▸ Instructions for the task
Quote exactly the lines running from the line with "In the picture above, where can the stone" to the end of the entries, including both, and nothing else.
-- Begin Data to process --
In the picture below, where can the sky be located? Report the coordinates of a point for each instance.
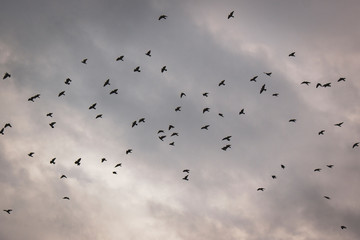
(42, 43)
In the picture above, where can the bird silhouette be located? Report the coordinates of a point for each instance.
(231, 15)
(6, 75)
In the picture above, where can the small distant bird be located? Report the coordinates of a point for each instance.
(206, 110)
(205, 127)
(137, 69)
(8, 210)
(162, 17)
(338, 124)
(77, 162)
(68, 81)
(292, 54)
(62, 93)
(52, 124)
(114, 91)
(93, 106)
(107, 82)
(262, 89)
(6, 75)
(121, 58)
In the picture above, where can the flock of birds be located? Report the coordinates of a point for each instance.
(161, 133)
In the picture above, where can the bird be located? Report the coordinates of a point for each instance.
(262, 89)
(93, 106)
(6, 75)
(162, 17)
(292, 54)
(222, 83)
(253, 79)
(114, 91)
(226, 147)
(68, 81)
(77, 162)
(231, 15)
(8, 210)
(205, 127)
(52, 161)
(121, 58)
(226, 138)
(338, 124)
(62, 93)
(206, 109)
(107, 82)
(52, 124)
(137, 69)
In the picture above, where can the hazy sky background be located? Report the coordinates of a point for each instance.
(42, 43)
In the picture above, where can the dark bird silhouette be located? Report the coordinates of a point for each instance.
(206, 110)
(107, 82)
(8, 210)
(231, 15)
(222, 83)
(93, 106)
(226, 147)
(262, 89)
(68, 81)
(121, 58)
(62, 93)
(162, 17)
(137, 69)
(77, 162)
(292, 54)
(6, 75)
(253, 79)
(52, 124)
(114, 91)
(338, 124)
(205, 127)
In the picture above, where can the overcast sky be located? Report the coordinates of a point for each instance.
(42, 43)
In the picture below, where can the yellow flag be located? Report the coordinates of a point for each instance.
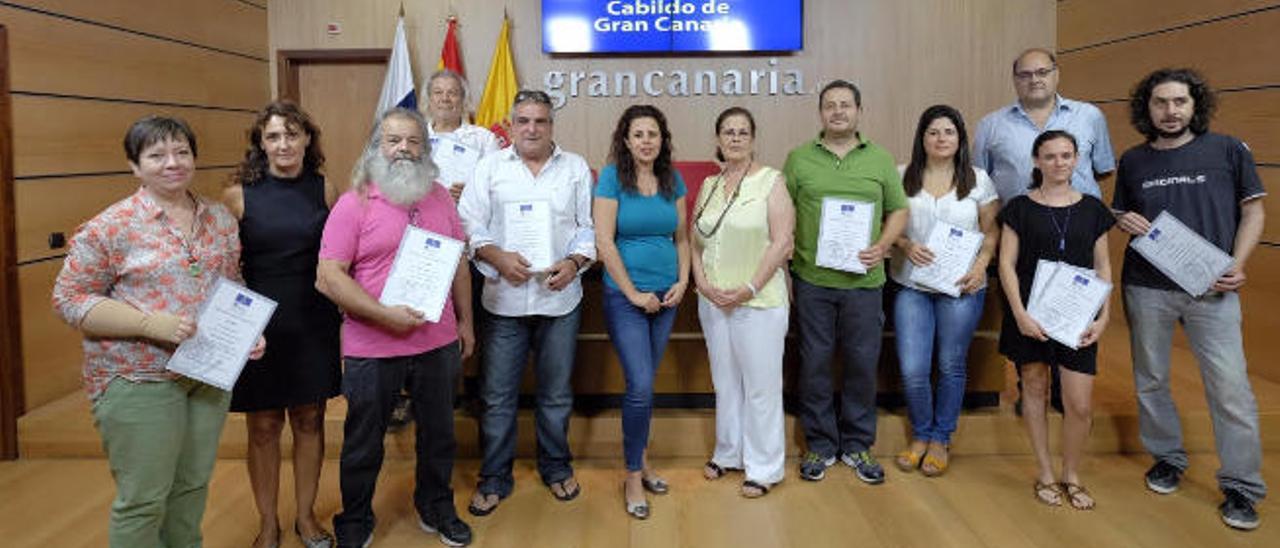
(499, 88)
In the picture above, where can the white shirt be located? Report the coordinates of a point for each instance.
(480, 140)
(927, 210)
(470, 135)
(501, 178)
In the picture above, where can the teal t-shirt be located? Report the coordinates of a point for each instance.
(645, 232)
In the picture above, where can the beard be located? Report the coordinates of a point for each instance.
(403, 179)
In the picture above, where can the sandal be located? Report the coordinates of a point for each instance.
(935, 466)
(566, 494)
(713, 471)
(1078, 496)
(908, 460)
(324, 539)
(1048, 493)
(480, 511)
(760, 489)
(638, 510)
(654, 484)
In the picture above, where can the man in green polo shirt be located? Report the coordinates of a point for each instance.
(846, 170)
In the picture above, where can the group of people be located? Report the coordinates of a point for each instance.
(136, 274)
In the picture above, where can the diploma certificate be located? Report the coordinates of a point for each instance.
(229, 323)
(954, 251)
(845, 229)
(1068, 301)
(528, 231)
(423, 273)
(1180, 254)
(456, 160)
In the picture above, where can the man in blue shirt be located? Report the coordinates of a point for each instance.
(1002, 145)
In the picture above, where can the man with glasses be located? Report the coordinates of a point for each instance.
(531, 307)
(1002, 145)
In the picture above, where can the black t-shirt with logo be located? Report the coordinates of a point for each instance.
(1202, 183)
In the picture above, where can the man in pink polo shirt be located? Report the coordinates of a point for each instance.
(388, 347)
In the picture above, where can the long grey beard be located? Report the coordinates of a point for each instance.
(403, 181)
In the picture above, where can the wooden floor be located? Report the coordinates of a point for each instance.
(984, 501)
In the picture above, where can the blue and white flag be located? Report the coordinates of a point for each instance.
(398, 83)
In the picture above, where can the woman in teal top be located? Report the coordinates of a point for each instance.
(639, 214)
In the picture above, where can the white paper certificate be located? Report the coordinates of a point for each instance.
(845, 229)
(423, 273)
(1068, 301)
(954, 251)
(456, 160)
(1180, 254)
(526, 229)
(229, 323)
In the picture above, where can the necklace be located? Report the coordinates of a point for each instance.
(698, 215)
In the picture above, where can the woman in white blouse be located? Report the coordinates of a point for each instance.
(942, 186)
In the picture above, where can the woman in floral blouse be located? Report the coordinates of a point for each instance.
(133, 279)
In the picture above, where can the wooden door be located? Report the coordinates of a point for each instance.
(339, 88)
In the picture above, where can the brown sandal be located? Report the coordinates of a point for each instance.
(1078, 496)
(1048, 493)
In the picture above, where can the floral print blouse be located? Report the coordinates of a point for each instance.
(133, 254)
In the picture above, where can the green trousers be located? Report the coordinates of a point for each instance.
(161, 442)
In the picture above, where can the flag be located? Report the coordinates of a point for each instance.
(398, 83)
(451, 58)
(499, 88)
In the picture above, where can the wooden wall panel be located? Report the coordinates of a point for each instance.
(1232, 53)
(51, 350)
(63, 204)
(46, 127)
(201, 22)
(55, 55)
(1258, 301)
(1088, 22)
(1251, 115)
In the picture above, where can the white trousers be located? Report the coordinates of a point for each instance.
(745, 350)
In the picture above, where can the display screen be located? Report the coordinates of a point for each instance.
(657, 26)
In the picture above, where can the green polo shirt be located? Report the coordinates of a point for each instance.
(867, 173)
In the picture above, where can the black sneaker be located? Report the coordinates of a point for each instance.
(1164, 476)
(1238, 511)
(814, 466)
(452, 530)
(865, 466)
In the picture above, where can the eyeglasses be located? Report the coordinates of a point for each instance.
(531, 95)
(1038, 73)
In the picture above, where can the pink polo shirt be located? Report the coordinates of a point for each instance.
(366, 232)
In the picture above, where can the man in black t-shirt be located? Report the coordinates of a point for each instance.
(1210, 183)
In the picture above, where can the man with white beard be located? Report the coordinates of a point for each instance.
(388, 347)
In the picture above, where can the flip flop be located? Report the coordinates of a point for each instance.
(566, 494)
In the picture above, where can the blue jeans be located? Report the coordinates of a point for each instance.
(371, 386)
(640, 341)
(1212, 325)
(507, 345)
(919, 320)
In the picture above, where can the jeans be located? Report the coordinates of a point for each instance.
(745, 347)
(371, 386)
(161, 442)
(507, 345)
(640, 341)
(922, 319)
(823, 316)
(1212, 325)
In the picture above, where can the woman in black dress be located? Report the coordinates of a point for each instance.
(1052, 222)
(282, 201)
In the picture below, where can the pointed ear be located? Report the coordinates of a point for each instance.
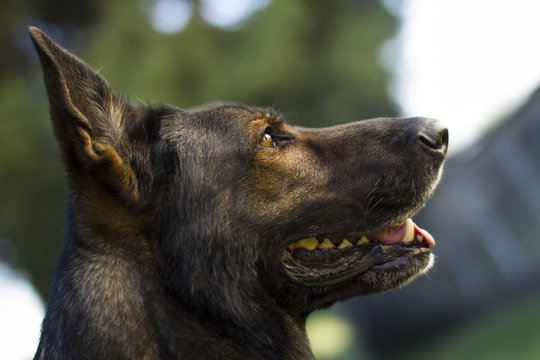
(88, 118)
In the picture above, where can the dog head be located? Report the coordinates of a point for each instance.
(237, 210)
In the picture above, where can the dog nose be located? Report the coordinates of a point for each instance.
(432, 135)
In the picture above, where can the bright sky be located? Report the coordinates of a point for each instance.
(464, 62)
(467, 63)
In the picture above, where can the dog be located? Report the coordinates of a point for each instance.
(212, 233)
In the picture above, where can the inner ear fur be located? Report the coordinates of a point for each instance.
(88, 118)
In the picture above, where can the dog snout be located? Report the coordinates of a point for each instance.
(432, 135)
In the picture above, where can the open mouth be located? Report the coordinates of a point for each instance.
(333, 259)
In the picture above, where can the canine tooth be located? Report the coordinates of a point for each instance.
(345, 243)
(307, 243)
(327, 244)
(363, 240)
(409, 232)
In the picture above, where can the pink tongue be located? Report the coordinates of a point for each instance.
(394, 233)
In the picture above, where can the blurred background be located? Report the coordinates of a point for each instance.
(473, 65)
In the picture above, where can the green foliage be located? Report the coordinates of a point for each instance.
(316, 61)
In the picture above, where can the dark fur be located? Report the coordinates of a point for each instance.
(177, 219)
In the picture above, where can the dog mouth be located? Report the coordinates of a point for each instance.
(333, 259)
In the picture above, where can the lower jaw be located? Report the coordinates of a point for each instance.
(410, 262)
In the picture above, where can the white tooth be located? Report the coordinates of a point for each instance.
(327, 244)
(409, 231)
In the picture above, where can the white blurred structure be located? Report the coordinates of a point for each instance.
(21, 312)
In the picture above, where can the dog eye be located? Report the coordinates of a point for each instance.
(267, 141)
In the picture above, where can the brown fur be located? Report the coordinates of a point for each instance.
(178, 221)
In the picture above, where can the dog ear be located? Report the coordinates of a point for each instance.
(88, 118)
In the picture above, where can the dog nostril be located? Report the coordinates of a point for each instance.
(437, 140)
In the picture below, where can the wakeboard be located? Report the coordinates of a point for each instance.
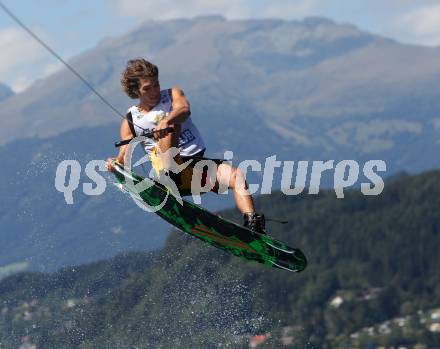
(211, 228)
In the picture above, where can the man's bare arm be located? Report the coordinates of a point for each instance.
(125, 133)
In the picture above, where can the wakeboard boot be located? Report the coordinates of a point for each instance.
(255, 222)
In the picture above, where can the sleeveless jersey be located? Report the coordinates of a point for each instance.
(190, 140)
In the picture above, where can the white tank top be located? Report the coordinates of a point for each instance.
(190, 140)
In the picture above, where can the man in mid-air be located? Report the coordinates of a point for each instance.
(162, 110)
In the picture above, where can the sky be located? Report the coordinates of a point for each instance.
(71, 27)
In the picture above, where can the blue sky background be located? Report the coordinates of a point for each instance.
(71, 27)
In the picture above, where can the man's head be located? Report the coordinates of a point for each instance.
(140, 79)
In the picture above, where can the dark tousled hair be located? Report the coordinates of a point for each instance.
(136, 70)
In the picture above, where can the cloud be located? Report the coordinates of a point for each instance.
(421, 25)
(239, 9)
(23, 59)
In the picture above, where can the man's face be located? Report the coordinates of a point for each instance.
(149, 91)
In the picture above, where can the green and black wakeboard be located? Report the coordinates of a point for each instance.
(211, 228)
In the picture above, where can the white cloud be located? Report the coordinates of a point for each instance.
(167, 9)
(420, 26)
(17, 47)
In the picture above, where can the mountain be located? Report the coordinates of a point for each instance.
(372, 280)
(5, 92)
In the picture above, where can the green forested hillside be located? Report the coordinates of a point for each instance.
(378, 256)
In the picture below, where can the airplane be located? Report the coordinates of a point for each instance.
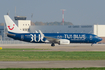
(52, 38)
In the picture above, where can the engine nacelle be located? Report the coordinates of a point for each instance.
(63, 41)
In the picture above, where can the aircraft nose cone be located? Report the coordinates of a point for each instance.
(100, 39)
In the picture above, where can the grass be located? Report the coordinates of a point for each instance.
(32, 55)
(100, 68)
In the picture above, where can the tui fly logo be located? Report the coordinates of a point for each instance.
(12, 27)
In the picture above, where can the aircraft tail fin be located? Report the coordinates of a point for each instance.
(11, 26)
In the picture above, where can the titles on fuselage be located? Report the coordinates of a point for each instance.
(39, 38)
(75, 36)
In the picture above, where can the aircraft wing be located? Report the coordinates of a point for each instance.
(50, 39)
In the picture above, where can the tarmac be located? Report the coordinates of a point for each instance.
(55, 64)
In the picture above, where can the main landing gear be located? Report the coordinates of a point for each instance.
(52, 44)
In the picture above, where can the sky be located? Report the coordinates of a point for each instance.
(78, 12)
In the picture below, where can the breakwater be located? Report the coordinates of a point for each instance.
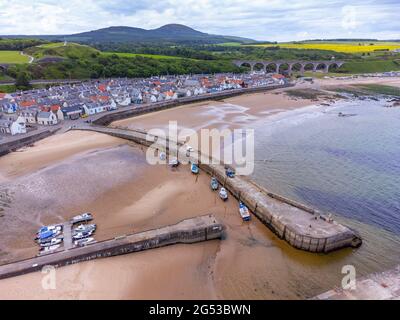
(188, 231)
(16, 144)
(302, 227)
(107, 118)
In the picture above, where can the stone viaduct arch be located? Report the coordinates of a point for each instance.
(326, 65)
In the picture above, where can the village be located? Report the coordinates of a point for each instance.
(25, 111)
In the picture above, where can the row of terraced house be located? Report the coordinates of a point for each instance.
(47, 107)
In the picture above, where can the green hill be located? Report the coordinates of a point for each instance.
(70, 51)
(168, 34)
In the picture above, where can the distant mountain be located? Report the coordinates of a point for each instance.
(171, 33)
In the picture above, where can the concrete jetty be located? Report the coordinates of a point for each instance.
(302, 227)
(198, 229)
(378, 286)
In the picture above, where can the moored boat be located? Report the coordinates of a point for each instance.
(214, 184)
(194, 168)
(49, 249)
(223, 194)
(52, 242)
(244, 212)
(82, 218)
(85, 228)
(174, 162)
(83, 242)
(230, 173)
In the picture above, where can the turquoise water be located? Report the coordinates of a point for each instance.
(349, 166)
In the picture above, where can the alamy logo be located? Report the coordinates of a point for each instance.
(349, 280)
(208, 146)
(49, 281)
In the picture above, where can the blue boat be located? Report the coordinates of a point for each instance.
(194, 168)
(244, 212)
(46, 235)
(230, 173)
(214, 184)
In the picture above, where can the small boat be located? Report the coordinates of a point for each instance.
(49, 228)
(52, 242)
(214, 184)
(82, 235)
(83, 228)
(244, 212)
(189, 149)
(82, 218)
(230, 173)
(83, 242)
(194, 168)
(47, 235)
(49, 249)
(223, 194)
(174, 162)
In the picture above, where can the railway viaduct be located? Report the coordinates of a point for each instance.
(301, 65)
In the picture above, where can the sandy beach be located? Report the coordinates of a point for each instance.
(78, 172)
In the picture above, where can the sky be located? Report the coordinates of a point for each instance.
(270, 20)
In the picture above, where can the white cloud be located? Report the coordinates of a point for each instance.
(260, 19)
-- End Data to process --
▸ The solution
In the picture above, where can the stone viaduct arch be located? Report the coordinates of a point for each instance.
(326, 65)
In the picture above, where can the village be located? Report the coordinates of a point for each instance.
(25, 111)
In the picture above, where can the row of terraced house be located? Report the coordinates of a point for each instance.
(47, 107)
In the picture above, where can the green hill be located? Report the coordinates of a point for each instance.
(70, 51)
(168, 34)
In the picture above, where can the distant mountain be located? Report the coordinates of a point for each instance.
(171, 33)
In the picture above, where can the concrete jetty be located? Report the coordinates of a point for each instance.
(302, 227)
(198, 229)
(378, 286)
In the picture above, where can the moored boat be located? Report the coordinates of a point for each instance.
(214, 184)
(194, 168)
(49, 249)
(223, 194)
(52, 242)
(244, 212)
(82, 218)
(85, 228)
(174, 162)
(83, 242)
(230, 173)
In the picture above, where can the turquoise water be located? Report the coordinates of a point for each instance.
(349, 166)
In the picture above, where can the alamy logo be located? Report the coordinates of a point for each instance.
(349, 280)
(208, 146)
(49, 281)
In the picture above, where can the blue boat be located? Report the coordinates of a point for each instance.
(194, 168)
(244, 212)
(46, 235)
(230, 173)
(214, 184)
In the picture above, where can the small boat be located? Report the coordinates of a point for each instance.
(49, 228)
(52, 242)
(214, 184)
(82, 235)
(83, 228)
(244, 212)
(189, 149)
(82, 218)
(230, 173)
(83, 242)
(194, 168)
(47, 235)
(49, 249)
(223, 194)
(174, 162)
In the picture above, where can the railway viaduct be located? Report the coordinates of a point for each instance.
(301, 65)
In the picture above, where can the sandy beach be located? Report the coordinates of a point for each instance.
(78, 172)
In the picture above, where can the sky be located? Report the coordinates of a point for each instance.
(270, 20)
In the picture above, where can the white cloud be located? Report the coordinates of a point for each instance.
(260, 19)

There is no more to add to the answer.